PROBLEM 1 — In the spellux documentation, rewrite the passage starting with "Arguments of the update_resources()" and going on through "your working directory.", using "project folder" in place of "working directory".
PROBLEM 2 — Continue the spellux documentation from its last line.

Default setting: "string"
With this option, you can write the output of the correction process different formats. The following formats are available:
- 'string': The text is returned as a string.
- 'list': The text is returned as a list of tokens.
- 'json': The text ist returned as list of dictionaries that includes the original form of the word, the corrected form of the word, the word index to restore text shape, the correction index (if indexing is set to True).
progress=False/True
Default setting: False
This option enables a progress bar for the correction process. This can be useful for larger portions of text. Note: If you use the function in a for loop, e.g., as part of a workflow that corrects multiple small instances of text, set this option to False to avoid an ever-restarting progress bar.
Arguments of the lemmatize_text() method
The lemmatizer takes two arguments for reducing word forms to their lemma
spellux.lemmatize_text(text, sim_ratio=0.8)
text
This is the only obligatory argument. It specifies the input to process. Note: The input text has to be a list of tokens, not a string.
sim_ratio=0.8 # Floating number between 0 and 1
Default setting: 0.8
As for the correction routine, this setting specifies the similarity ratio for candidate correction to finetune lemmatization – and reduce the number of wrong candidates.
Arguments of the update_resources() method
The update function takes three arguments to specify the resources to update.
spellux.update_resources(matchdict=True, unknown=False, reset_matchdict=False)
matchdict=False/True
Default setting: True
Option to update the matching dictionary with new items (pairs of {variant:lemma}) found during text processing. This includes the exception dictionary if defined.
unknown=False/True
Default setting: False
Option to save the list of words not found during the correction process to a text file in your working directory.

RECORD SET —
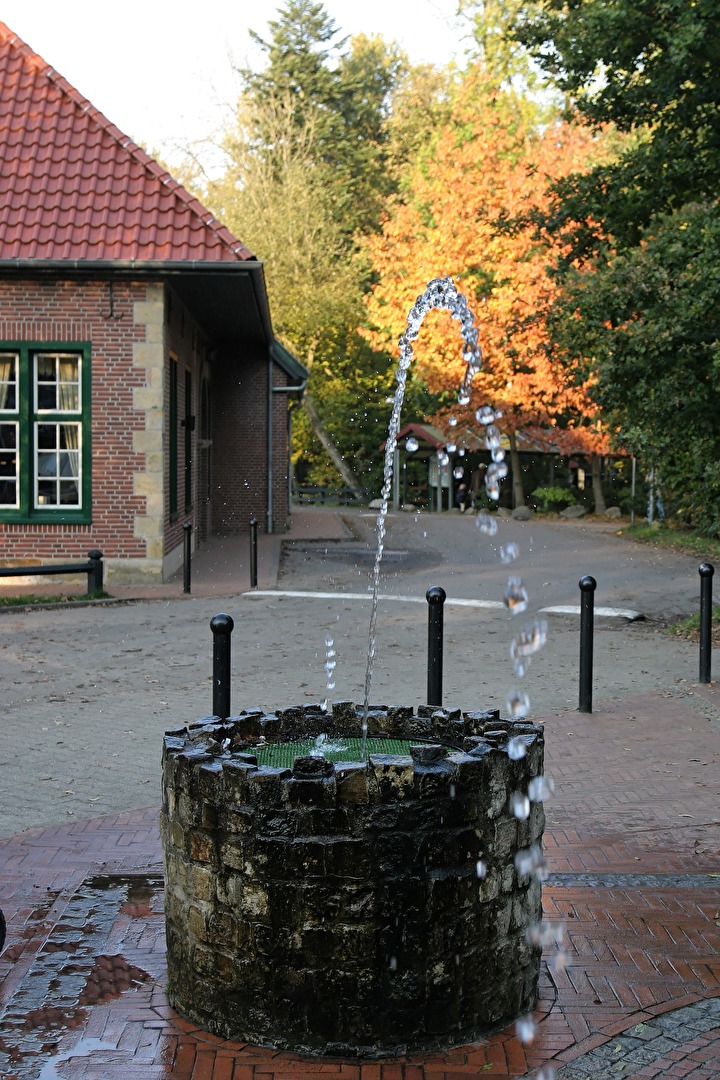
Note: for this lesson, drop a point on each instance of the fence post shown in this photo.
(95, 571)
(187, 555)
(587, 586)
(221, 625)
(435, 597)
(254, 552)
(706, 571)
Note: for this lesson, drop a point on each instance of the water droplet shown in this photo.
(518, 704)
(516, 748)
(496, 472)
(540, 788)
(492, 437)
(526, 1028)
(520, 806)
(508, 552)
(516, 596)
(487, 523)
(559, 960)
(530, 639)
(546, 934)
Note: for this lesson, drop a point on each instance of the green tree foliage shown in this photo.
(648, 327)
(638, 310)
(652, 69)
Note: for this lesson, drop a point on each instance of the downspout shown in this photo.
(270, 469)
(299, 390)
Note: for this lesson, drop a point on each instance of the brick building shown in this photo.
(140, 382)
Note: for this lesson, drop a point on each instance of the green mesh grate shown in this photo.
(334, 750)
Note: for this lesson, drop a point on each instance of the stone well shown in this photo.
(360, 908)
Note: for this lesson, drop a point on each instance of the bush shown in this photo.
(553, 498)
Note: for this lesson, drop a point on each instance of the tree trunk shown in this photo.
(518, 490)
(596, 461)
(331, 449)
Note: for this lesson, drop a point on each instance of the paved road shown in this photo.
(87, 692)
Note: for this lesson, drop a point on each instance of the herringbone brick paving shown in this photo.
(636, 949)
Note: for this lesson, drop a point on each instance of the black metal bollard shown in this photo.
(435, 597)
(221, 625)
(587, 586)
(254, 552)
(187, 555)
(706, 571)
(95, 571)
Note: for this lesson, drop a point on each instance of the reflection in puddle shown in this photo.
(72, 972)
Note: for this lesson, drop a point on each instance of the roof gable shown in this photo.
(73, 187)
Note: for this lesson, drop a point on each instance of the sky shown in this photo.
(162, 70)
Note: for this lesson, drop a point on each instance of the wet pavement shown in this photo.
(632, 838)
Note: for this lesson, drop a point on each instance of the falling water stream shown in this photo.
(440, 294)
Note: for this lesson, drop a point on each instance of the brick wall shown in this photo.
(134, 329)
(75, 312)
(240, 442)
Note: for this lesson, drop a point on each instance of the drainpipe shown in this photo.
(299, 390)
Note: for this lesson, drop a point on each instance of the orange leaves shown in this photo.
(470, 214)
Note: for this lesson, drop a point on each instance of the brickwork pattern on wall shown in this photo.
(81, 312)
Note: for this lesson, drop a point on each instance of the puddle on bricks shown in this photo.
(75, 970)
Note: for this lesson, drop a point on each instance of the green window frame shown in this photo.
(45, 456)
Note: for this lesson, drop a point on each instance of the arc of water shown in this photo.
(440, 294)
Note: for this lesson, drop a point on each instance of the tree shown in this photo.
(648, 328)
(651, 69)
(634, 310)
(487, 173)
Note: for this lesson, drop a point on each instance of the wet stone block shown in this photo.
(338, 908)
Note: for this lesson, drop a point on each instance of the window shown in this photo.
(44, 433)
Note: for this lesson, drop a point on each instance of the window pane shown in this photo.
(57, 464)
(8, 382)
(46, 368)
(46, 397)
(57, 382)
(8, 464)
(46, 493)
(46, 464)
(46, 436)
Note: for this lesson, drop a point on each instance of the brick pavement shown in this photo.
(633, 990)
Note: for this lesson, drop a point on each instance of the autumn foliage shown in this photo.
(469, 214)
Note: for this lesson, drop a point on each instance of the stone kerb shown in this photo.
(357, 908)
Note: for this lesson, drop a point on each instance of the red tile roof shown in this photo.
(73, 187)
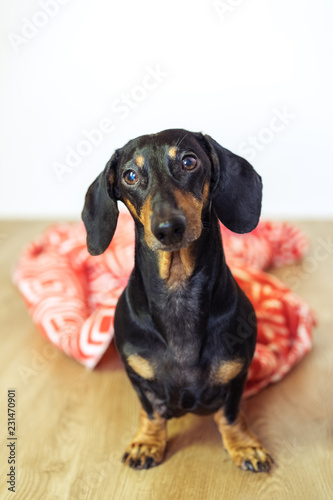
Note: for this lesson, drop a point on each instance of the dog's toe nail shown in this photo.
(149, 463)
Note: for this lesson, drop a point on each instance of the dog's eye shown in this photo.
(189, 162)
(130, 177)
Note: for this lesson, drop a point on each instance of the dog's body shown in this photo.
(178, 323)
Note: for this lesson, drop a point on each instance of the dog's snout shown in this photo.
(170, 230)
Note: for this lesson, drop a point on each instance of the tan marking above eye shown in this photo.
(141, 366)
(139, 161)
(227, 371)
(172, 152)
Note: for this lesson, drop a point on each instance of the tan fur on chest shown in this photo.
(175, 267)
(141, 366)
(227, 371)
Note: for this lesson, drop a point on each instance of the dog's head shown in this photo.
(166, 180)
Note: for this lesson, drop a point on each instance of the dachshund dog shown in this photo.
(181, 300)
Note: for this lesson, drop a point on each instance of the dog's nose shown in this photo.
(169, 231)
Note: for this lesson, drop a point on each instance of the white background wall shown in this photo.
(230, 70)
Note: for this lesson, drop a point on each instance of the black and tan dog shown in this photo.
(181, 301)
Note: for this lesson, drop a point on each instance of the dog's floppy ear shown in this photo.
(100, 211)
(237, 189)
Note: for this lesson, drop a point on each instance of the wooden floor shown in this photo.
(73, 425)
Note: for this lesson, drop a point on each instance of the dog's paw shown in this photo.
(140, 455)
(253, 458)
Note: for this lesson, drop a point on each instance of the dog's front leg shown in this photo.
(148, 446)
(241, 443)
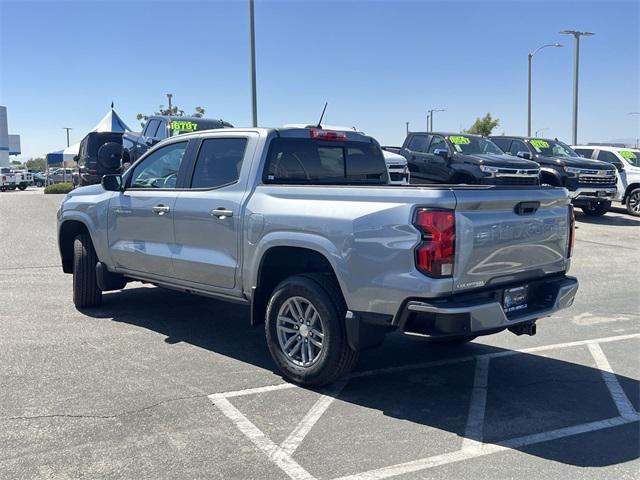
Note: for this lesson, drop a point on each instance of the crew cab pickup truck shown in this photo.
(159, 127)
(457, 158)
(591, 183)
(301, 225)
(627, 162)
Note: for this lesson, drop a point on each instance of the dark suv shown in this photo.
(464, 158)
(591, 183)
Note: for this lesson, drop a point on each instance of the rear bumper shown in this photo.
(591, 194)
(482, 314)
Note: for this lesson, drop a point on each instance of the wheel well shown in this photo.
(279, 263)
(68, 232)
(629, 189)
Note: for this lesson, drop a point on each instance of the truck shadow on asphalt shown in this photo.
(527, 394)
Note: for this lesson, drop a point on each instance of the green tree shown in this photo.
(175, 111)
(484, 126)
(36, 164)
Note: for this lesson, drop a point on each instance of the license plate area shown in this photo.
(514, 299)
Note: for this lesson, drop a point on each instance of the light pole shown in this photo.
(64, 170)
(634, 113)
(576, 67)
(430, 117)
(252, 41)
(530, 56)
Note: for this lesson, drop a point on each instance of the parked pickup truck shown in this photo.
(301, 225)
(627, 162)
(159, 127)
(457, 158)
(591, 183)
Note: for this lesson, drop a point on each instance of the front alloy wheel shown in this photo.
(300, 331)
(633, 203)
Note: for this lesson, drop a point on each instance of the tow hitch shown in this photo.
(524, 329)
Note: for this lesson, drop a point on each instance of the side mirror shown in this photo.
(442, 152)
(109, 157)
(112, 183)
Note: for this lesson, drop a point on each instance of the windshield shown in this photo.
(470, 145)
(633, 157)
(551, 148)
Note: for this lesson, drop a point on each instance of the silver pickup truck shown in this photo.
(302, 225)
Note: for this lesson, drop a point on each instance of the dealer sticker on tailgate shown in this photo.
(515, 298)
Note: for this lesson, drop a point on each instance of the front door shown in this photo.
(207, 215)
(140, 222)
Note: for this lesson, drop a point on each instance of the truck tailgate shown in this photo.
(509, 235)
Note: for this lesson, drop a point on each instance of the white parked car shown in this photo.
(627, 162)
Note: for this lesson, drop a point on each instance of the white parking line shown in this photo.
(472, 445)
(623, 404)
(260, 440)
(477, 406)
(295, 438)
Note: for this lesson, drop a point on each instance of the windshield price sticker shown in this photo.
(459, 140)
(539, 144)
(183, 126)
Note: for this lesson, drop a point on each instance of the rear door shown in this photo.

EXPECTED ANSWER 1 —
Arguments of the update_resources() method
The update function takes three arguments to specify the resources to update.
spellux.update_resources(matchdict=True, unknown=False, reset_matchdict=False)
matchdict=False/True
Default setting: True
Option to update the matching dictionary with new items (pairs of {variant:lemma}) found during text processing. This includes the exception dictionary if defined.
unknown=False/True
Default setting: False
Option to save the list of words not found during the correction process to a text file in your project folder.

EXPECTED ANSWER 2 —
reset_matchdict=False/True
Default setting: False
Option to reset the matching dictionary. This can be useful if you notice a lot of correction mistakes and want to retrain the dict on other/better data or resources.
Arguments of the global_stats() method
The global stats method takes one obligatory argument, the corpus to be counted, and two conditional arguments: the reset parameter to reset the counters to zero and the report parameter that triggers a print out report of the stats.
spellux.global_stats(corpus, reset=False, stopwords=False, report=False)
corpus
Pass the variable that holds your corpus here to compute global correction stats.
reset=False/True
Default setting: False
Option to reset global statistics. Use this parameter at the beginning of a correction session/loop to reset the counters.
stopwords=False/True
Default setting: False
Set this to True to report the number of stop words removed from the text during correction and adjust the number of words total accordingly.
report=False/True
Default setting: False
If set to True, the method returns a print version of the correction statistics. If set to False, the method returns a list of tuples.
State of affairs & roadmap
Right now, the correction routine produces too many false positive and false negative corrections. Some of these can hardly be avoided using automatic word correction, i.e., due to the large amount of spelling variation in Luxembourgish and the high number of homographs this produces when checking against the lemma list. The correction resources and algorithms for candidate corrections need to be tested in detail and improved to reduce the number of false negative corrections.
Another way of improving matching accuracy and candidate evaluation could be the integration of a POS and word-context (trigrams) look-up during correction. Since tokenization in spellux is done with spaCy, POS information should be easy to implement for the tokens to be corrected. Plus, the lemma list from spellchecker.lu does hold POS information. Both resources use slightly different POS annotation systems, though. These need to be harmonized to implement this resource.
I also want to try and replace the word embedding model with a character-based representation of spelling variants using the char2vec approach (see https://github.com/Lettria/Char2Vec).
Reference paper
For a detailed description of logic behind the spellux package and a first application see the following reference paper:
Purschke, Christoph (2020): Attitudes towards multilingualism in Luxembourg. A comparative analysis of online news comments and crowdsourced questionnaire data. Frontiers in Artificial Intelligence 3:536086. doi: https://doi.org/10.3389/frai.2020.536086.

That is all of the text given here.